=== PROBLEM TO WORK ON ===
Gather each line of the data below that contains the word "shoe" and copy those lines in full.
** BEGIN GIVEN INFORMATION **
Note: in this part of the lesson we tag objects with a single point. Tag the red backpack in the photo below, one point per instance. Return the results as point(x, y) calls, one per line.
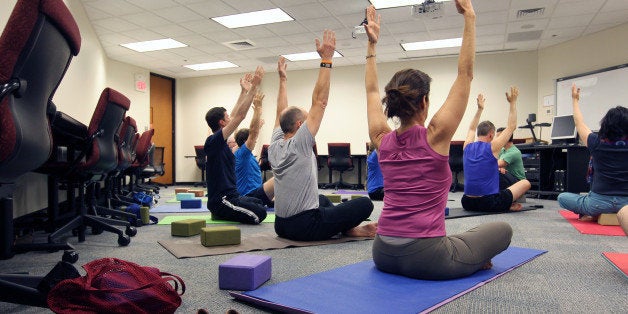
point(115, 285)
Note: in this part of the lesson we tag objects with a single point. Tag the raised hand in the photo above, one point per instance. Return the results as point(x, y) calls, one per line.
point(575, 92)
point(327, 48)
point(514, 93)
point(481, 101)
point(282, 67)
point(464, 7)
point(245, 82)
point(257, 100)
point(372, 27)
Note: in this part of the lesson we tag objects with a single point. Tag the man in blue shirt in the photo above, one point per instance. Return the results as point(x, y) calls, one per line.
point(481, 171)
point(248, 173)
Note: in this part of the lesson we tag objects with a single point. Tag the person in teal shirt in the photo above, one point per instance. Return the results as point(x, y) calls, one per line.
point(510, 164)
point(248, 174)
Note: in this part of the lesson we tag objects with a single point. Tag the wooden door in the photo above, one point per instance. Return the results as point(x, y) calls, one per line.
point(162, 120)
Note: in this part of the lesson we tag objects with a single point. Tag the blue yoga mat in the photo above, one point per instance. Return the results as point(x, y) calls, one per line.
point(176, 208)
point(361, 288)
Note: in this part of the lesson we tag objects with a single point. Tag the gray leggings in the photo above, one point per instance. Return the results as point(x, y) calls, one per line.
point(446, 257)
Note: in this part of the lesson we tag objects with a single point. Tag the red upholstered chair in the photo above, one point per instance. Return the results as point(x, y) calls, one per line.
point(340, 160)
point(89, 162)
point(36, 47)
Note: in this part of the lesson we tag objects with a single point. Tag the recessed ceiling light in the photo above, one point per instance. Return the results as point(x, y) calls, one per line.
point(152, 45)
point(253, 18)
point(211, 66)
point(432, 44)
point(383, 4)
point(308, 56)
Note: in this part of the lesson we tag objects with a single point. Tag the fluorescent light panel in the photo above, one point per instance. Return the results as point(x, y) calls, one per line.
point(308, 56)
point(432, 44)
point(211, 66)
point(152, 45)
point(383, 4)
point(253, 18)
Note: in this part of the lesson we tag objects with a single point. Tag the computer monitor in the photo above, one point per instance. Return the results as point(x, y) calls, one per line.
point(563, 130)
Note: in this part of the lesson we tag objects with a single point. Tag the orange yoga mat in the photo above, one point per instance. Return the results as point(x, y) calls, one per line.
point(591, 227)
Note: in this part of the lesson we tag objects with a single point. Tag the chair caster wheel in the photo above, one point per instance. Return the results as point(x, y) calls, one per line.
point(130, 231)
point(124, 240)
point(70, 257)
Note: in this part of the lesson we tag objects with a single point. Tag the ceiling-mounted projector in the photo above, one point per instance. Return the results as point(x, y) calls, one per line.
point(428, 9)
** END GIVEN INFORMATION **
** BEGIN GIVEN INFORMATION **
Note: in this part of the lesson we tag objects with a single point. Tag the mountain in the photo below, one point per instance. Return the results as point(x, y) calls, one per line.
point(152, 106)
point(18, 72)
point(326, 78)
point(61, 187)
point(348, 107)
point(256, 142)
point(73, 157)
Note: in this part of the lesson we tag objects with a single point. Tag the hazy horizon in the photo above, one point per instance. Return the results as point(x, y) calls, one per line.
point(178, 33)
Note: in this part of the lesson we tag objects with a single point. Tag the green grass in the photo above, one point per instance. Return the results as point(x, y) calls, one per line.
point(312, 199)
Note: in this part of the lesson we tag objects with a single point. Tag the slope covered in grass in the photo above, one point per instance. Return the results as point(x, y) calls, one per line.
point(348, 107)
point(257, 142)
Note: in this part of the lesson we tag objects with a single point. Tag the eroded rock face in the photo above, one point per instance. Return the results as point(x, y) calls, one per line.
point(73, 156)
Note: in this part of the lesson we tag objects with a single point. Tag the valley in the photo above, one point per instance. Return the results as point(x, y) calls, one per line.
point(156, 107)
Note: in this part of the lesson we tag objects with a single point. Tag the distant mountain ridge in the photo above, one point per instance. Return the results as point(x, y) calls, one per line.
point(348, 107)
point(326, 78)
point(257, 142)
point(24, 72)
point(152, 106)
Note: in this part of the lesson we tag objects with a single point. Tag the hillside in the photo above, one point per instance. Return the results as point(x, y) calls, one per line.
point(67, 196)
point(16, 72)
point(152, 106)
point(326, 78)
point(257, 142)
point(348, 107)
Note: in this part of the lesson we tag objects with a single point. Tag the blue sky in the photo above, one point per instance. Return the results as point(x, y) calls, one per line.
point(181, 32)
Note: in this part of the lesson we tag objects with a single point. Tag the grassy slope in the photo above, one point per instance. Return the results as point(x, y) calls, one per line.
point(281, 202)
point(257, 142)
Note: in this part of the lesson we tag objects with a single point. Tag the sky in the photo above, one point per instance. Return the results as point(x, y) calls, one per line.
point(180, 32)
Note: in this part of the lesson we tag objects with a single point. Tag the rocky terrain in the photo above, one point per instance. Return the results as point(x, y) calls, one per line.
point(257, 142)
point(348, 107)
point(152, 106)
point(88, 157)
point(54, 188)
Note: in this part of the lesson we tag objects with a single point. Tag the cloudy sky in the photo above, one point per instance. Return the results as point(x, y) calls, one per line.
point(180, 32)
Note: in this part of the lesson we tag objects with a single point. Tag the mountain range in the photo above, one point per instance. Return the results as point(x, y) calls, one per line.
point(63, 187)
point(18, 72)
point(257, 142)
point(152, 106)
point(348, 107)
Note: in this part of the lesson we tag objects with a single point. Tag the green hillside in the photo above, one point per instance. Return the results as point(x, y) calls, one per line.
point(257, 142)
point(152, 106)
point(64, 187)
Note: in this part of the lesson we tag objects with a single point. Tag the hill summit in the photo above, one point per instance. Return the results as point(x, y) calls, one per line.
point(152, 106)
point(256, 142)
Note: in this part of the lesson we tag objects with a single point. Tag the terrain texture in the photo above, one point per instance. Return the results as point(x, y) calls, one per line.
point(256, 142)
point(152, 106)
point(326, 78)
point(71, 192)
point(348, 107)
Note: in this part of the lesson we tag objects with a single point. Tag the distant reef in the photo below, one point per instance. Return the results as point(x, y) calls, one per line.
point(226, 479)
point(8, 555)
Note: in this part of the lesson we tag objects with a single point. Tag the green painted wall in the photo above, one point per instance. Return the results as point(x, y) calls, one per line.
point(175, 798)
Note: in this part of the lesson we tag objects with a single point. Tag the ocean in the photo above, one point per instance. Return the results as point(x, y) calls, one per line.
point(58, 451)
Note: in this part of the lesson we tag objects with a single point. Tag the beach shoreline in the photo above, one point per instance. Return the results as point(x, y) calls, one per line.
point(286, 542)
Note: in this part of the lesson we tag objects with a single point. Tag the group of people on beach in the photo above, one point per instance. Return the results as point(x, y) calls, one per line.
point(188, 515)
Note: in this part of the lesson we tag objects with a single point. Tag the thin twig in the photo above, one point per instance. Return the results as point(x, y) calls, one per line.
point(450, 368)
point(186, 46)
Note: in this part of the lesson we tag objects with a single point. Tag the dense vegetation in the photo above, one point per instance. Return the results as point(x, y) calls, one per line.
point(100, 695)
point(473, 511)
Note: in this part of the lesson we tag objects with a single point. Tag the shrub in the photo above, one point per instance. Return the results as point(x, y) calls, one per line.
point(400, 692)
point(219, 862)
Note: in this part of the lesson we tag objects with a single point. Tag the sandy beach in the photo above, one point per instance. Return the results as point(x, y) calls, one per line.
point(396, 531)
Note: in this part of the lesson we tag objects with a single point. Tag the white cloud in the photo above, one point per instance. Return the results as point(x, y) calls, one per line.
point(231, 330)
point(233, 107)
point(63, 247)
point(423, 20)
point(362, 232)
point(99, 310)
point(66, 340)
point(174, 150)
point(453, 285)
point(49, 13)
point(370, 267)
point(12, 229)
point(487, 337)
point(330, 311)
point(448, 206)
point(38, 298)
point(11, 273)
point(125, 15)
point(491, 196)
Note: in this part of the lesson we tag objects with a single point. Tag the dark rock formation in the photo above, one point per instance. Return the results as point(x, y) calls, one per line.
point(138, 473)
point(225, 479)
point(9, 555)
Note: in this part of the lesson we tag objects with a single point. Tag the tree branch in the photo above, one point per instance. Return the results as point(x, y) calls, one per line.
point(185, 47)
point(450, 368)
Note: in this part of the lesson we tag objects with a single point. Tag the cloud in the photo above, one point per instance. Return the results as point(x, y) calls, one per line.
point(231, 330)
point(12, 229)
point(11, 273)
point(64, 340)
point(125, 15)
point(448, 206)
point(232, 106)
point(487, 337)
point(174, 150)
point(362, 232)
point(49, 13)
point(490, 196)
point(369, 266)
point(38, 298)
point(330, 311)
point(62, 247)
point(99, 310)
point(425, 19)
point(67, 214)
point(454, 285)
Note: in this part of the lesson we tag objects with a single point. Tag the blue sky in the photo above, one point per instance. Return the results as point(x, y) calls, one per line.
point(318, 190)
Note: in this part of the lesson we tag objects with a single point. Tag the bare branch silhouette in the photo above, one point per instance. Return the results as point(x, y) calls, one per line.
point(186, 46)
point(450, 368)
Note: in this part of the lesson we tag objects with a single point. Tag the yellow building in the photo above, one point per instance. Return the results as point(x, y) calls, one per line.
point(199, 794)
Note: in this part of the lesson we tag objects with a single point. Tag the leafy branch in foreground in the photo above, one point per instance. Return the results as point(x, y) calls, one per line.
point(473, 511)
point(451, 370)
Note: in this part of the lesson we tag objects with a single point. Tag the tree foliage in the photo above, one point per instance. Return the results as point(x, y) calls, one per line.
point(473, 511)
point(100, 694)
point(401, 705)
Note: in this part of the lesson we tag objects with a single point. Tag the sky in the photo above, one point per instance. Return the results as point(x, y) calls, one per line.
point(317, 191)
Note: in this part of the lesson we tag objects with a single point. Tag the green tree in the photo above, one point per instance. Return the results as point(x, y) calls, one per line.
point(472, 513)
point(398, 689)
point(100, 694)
** END GIVEN INFORMATION **
** BEGIN GIVEN INFORMATION **
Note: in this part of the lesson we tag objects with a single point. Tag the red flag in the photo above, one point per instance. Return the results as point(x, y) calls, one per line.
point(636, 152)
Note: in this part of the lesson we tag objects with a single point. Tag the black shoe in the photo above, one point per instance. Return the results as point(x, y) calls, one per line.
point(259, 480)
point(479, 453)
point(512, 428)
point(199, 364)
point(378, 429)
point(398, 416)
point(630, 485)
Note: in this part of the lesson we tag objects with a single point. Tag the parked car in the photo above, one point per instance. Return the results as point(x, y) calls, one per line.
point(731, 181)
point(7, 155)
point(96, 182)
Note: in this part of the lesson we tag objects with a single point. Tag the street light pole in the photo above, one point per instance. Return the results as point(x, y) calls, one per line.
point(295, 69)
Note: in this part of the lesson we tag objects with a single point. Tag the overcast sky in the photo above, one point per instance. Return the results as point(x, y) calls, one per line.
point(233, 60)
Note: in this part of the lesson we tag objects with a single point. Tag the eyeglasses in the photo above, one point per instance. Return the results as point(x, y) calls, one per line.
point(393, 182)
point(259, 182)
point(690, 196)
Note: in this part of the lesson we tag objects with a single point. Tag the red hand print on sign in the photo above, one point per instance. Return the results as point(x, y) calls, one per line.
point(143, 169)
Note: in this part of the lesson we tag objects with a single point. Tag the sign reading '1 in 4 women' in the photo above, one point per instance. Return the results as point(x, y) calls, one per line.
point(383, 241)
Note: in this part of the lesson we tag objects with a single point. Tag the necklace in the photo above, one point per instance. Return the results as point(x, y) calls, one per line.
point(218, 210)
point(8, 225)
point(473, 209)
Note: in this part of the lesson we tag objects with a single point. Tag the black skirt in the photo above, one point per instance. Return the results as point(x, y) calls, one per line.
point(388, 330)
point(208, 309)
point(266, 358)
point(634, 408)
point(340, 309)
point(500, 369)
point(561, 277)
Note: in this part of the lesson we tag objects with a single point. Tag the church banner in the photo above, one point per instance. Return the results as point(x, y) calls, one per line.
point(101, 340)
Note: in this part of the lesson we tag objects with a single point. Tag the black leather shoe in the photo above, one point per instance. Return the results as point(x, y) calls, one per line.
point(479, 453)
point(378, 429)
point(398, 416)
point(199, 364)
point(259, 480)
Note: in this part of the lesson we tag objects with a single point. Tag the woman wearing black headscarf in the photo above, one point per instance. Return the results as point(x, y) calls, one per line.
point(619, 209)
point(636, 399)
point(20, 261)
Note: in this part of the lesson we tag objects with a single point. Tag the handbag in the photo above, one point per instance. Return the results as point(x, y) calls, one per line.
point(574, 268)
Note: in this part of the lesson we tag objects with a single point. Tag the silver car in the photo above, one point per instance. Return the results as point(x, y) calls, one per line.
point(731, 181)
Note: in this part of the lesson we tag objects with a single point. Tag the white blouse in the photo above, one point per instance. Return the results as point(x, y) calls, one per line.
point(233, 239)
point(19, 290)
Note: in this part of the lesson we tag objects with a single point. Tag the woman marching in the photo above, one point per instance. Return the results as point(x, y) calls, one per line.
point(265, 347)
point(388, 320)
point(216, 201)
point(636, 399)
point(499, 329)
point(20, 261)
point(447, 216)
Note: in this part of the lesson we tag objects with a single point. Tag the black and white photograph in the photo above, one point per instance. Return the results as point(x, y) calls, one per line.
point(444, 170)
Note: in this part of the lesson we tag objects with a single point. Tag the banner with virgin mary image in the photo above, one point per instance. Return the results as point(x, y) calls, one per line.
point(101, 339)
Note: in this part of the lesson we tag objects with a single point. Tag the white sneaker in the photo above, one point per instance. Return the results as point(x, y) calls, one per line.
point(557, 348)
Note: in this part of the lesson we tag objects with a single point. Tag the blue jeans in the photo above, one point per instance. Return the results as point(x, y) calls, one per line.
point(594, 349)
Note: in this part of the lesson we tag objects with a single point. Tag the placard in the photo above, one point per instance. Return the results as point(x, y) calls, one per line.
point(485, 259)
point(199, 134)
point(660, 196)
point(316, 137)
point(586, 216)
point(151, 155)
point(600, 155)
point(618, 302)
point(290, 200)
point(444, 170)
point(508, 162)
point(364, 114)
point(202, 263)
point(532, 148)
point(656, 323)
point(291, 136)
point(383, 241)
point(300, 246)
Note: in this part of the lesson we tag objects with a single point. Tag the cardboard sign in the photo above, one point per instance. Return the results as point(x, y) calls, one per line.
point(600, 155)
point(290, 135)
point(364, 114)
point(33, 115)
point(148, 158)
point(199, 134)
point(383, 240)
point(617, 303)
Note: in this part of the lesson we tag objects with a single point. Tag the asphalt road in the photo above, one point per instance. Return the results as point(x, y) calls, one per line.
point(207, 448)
** END GIVEN INFORMATION **
=== TASK OUTPUT ===
Note: in this part of the lesson we tag objects with a single point. Tag the black shoe in the photo above, one point per instance. Return the results as point(x, y) calls, one per line.
Note: in this part of the lesson we tag objects with a single point. Tag the black leather shoe in the photo above, one point per instance. Return the results as point(x, y) calls, one per line.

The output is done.